# SELECTED EXCERPT
-- Opening Marker --

Phases Are a Roadmap; Maturity Levels Are Capability States

A maturity model becomes confusing when it mixes two different things:

the sequence of adoption steps an organization takes; and
the capability state the organization can demonstrate.

The first is a roadmap. The second is an assessment.

For AI-assisted engineering, this distinction matters. A team may be “in Phase 3” because it is trying to standardize agent-assisted delivery across several repositories. That does not mean it has achieved Level 3 maturity. It may still lack reliable CI, clear issue templates, useful repository context, or a shared review discipline. The phase says what the team is attempting. The maturity level says what is actually true.

Three Concepts

I separate the model into three layers:

phases = transformation/adoption sequence
levels = capability assessment states
readiness dimensions = evidence that maturity is real

Phases are useful for planning. Levels are useful for audit and expectation setting. Readiness dimensions prevent the maturity label from becoming ceremony.

-- Closing Marker --

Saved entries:
-- Opening Marker --

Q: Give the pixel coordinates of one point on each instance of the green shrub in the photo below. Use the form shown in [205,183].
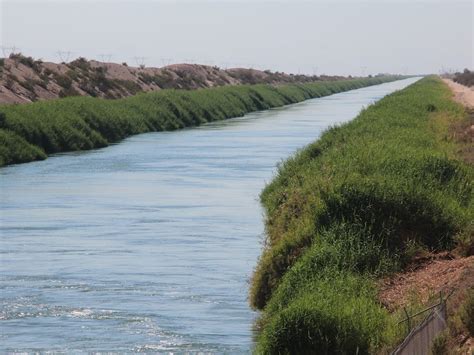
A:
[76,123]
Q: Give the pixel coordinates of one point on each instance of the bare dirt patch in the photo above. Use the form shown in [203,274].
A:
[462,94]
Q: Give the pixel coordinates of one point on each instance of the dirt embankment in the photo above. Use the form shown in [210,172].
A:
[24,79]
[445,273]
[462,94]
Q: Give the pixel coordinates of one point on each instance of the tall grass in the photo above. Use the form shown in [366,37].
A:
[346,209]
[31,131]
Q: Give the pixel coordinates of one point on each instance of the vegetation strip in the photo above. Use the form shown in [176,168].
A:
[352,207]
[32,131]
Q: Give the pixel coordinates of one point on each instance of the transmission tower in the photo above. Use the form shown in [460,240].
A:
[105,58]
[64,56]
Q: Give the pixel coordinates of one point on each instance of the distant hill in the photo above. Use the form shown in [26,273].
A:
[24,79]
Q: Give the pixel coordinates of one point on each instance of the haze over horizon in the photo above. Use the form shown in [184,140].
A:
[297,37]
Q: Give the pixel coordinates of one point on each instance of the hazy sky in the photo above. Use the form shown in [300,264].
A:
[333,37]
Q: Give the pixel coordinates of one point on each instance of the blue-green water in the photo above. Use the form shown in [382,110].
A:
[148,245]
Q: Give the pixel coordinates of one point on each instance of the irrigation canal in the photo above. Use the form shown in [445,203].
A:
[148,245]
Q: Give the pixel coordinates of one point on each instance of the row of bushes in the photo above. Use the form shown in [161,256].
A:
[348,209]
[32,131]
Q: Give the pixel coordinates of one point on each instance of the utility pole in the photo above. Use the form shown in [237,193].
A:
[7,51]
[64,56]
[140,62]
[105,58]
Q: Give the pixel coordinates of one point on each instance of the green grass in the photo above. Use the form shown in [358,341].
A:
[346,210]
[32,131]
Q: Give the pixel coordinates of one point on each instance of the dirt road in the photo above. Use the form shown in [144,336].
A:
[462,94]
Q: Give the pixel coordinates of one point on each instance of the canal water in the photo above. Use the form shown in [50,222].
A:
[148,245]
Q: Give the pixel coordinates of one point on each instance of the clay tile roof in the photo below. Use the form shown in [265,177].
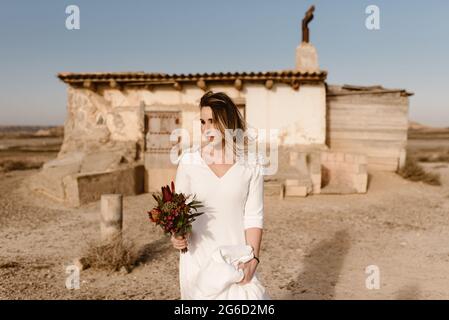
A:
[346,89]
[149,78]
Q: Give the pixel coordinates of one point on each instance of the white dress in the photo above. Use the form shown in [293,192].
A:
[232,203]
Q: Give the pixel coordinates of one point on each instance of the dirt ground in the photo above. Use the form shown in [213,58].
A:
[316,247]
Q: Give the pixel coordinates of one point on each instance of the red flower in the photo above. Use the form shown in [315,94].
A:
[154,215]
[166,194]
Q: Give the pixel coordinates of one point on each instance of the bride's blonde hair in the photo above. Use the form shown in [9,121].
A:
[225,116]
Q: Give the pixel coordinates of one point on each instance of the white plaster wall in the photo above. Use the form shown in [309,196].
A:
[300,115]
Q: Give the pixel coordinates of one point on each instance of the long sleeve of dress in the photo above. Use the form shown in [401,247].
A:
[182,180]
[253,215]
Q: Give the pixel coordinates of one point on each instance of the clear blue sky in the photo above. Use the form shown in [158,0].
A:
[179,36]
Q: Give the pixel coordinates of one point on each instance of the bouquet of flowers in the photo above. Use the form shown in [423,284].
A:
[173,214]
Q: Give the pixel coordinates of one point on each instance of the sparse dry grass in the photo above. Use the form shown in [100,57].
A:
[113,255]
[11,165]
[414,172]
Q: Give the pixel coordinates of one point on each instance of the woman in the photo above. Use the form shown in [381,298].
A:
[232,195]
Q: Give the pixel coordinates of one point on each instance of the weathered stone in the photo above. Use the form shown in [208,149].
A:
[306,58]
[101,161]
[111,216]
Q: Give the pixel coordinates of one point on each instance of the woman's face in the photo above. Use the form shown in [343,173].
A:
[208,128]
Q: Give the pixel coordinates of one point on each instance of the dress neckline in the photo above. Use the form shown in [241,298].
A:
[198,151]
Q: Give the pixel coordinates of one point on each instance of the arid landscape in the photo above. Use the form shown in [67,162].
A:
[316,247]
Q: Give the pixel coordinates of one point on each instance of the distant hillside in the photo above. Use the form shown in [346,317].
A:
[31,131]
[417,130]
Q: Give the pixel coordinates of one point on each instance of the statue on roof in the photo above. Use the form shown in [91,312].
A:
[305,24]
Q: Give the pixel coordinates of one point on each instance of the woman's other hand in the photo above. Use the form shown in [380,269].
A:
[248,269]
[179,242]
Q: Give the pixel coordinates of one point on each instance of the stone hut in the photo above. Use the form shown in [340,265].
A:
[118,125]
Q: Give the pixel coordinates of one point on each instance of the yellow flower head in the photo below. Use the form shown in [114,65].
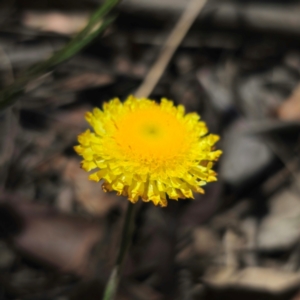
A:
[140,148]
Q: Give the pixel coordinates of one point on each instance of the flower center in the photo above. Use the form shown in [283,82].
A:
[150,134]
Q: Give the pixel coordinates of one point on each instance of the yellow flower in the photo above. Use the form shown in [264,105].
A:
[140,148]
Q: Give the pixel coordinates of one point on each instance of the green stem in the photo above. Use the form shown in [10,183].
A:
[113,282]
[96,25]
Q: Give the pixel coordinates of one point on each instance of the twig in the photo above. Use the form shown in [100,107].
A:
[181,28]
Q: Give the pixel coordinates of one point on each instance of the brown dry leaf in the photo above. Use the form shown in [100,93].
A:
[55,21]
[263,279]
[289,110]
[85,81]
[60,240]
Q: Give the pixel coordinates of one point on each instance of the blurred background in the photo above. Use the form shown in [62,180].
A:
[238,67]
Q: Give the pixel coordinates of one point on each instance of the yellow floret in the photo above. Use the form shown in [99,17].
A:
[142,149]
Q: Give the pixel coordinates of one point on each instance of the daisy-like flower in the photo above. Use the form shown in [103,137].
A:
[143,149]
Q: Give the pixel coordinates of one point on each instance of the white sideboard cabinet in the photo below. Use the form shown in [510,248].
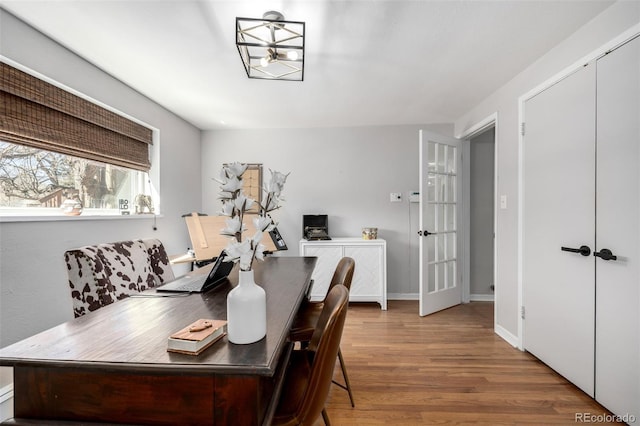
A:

-- Closing Marker --

# TASK SET
(a) In the piece on phases and maturity levels, what do readiness dimensions prevent?
(b) Print the passage of the piece on phases and maturity levels that opens with the words containing "the sequence of" and closes with "is an assessment.".
(c) Carry on the piece on phases and maturity levels, starting after its final sentence.

# ANSWER LIST
(a) They prevent the maturity label from becoming ceremony.

(b)
the sequence of adoption steps an organization takes; and
the capability state the organization can demonstrate.

The first is a roadmap. The second is an assessment.

(c)
The danger is that maturity labels become aspirational branding. “We are Level 4” sounds better than “we have scattered repository instructions, weak traceability, and no policy gate for infrastructure changes.” But the second statement is more useful.

The Five Levels

The levels I use are:

Individual AI Assistance: developers use AI locally, but the organization has no reliable agentic engineering substrate.
Repo-Ready Agentic Workflow: selected repositories are prepared for human-supervised agents.
Team-Managed Agentic SDLC: the team has a shared workflow, shared templates, shared review expectations, and metrics.
System-Aware Governed Agents: agents can reason across repositories, services, infrastructure, ownership, and policy boundaries.
Bounded Autonomous Delivery: selected low-risk workflows can run inside verified safety envelopes.

These are not levels of model intelligence. They are levels of engineering system readiness.

The Adoption Phases

The adoption phases look similar, but they are not the same:

Phase 0   no organized AI engineering practice
Phase 1   individual usage
Phase 1.5 GitHub-native, human-supervised agent workflow
Phase 2   repo readiness
Phase 3   team-managed agentic SDLC
Phase 4   system-aware governance
Phase 5   bounded autonomy

Phase 1.5 is the important bridge. It is not a formal maturity level. It is a transition pattern: the human uses GitHub Issues and pull requests as durable context, then supervises an agent through implementation, review, and CI.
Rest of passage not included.